**TEXT PROVIDED**
━━━━
Let's see what damage I can do to these bad boys.

Sunday, 6 September 2009

Generation Gap Private View

I meant to try and take some photographs of the new Mill gallery show before the crowds arrived for the preview but didn't quite have time. I'll post some better ones this week. It is a show put together by mother and daughter Belinda Ellis and Gemma Challenger and features large abstract canvases as well as some highly detailed drawings of some quite random things such as insects, frogs, flowers and dismembered limbs. The amount of work that has gone into them is absolutely astonishing and must have taken forever.
As the new gallery bod I stick around for these previews but tend to feel like a bit of spare part loitering in the background. I'm no good at shmoozing or being remotely sociable to be honest and I think this stems from art college where I never quite fitted in and used to feel quite small surrounded by so much arch loftiness. I'm not even useful when I have my own work on the walls and tend to stand in the corner nervously clutching a glass of wine. I become quietly deranged if someone wants to buy my work and send in Tim, one of the house managers, to do all of the talking. He has offered to be my unofficial agent and this is fine until he starts asking for commission.
━━━━
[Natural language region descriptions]
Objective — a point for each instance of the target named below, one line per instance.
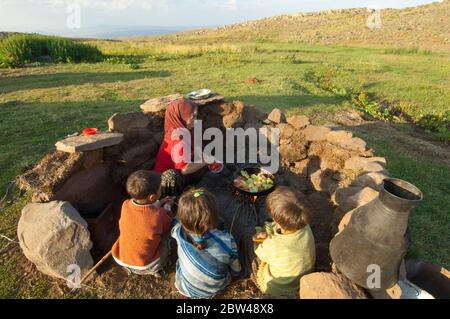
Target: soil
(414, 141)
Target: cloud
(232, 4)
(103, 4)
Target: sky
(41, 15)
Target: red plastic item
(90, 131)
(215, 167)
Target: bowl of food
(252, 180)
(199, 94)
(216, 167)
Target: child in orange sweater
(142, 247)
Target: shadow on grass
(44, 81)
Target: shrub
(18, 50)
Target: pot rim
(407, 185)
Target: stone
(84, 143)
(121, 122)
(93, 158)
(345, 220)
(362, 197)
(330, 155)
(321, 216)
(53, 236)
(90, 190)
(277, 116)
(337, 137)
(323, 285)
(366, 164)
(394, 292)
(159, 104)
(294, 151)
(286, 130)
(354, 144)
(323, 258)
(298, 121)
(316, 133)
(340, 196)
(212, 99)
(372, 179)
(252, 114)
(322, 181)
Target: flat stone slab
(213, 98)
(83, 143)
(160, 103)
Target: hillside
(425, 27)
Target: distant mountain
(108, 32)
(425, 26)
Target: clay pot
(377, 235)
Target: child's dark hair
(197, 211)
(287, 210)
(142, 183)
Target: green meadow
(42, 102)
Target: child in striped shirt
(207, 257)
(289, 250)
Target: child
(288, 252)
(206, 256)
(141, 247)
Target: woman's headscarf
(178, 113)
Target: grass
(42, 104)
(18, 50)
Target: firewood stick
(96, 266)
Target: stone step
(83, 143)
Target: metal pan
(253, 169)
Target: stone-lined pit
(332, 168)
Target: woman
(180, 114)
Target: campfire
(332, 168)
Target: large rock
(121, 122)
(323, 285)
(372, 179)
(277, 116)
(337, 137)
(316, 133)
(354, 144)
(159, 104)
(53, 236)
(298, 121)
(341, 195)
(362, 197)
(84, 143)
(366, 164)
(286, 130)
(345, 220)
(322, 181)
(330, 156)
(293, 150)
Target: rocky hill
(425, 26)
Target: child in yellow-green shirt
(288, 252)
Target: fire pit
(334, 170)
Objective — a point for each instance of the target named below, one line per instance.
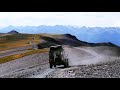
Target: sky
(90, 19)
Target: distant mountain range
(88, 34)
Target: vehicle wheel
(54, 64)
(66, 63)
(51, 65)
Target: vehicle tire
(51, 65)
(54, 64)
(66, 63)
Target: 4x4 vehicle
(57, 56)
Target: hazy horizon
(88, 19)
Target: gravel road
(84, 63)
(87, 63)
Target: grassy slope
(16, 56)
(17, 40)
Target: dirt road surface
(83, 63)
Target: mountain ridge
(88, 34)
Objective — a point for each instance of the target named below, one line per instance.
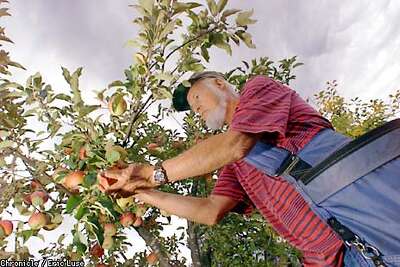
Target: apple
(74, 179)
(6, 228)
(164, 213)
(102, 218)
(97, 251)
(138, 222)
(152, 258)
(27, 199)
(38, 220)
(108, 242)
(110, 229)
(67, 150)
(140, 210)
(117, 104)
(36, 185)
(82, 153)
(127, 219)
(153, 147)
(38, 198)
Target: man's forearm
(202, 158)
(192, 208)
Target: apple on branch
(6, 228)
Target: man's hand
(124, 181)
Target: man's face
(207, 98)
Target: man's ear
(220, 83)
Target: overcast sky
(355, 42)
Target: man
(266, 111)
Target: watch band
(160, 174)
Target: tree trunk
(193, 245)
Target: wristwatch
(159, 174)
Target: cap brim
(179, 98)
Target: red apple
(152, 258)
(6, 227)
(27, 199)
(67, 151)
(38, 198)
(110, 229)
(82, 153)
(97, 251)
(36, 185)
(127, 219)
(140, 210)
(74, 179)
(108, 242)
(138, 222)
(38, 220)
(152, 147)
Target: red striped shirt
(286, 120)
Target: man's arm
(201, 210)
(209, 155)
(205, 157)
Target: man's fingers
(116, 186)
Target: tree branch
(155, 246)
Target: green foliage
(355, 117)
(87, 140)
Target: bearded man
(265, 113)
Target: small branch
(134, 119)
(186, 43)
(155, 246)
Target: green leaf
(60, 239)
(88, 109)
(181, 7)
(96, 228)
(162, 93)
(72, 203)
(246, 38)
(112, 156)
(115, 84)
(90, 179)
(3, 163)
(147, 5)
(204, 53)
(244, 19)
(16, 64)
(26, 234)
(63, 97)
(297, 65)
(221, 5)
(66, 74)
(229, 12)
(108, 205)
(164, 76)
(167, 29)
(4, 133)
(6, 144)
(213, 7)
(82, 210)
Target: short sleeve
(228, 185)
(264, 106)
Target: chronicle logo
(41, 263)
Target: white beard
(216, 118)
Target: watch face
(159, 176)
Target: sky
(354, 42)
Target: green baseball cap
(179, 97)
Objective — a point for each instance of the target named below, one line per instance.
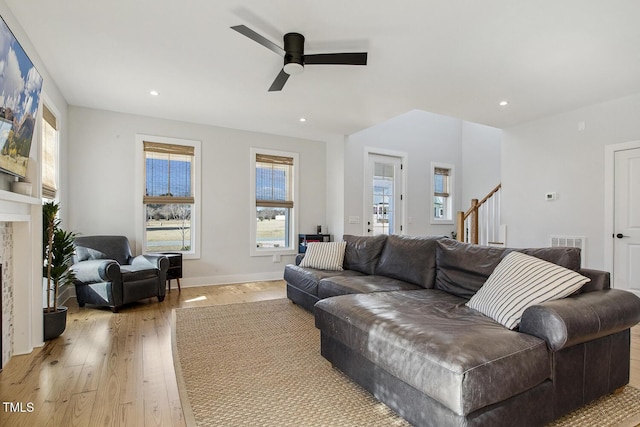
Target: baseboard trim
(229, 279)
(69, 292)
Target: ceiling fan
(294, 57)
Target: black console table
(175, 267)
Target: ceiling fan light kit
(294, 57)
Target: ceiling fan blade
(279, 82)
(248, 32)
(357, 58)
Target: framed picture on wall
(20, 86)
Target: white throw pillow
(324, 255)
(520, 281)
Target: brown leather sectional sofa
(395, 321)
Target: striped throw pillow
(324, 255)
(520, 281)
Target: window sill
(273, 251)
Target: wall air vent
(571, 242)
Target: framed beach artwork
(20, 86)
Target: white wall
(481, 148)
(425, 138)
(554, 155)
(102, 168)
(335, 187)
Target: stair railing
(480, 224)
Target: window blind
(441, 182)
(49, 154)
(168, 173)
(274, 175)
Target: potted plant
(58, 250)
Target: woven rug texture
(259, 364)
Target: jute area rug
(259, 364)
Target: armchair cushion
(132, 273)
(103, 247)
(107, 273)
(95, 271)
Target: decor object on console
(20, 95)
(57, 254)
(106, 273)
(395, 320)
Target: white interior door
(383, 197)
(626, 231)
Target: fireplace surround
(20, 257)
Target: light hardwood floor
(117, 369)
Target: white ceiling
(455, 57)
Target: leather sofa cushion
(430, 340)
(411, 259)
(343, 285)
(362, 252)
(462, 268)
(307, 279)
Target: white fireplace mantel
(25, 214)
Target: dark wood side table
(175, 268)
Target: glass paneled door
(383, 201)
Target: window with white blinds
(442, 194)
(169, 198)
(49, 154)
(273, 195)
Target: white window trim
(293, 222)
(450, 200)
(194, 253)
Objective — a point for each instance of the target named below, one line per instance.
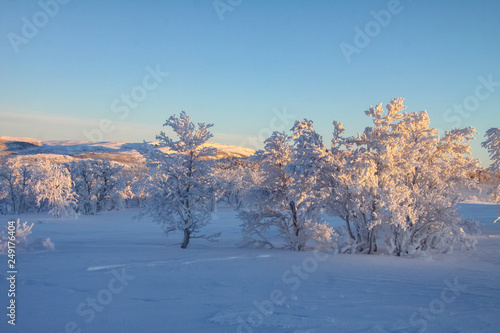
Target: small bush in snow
━━━━
**EXERCISE INSTRUCTIONS**
1. According to the blog post, who put together the new Mill gallery show?
2. Extract the part of the blog post starting at "Let's see what" and ending at "have taken forever.".
3. Do these statements agree with the blog post? Answer yes or no for each and quote the words that decide it. (a) The writer photographed the show before the crowds arrived for the preview. (b) Tim is one of the house managers. (c) The writer is good at socializing during previews.

**RESULTS IN ORDER**
1. Mother and daughter Belinda Ellis and Gemma Challenger.

2.
Let's see what damage I can do to these bad boys.

Sunday, 6 September 2009

Generation Gap Private View

I meant to try and take some photographs of the new Mill gallery show before the crowds arrived for the preview but didn't quite have time. I'll post some better ones this week. It is a show put together by mother and daughter Belinda Ellis and Gemma Challenger and features large abstract canvases as well as some highly detailed drawings of some quite random things such as insects, frogs, flowers and dismembered limbs. The amount of work that has gone into them is absolutely astonishing and must have taken forever.

3.
(a) No: "didn't quite have time."
(b) Yes: "Tim, one of the house managers"
(c) No: "I'm no good at shmoozing or being remotely sociable to be honest"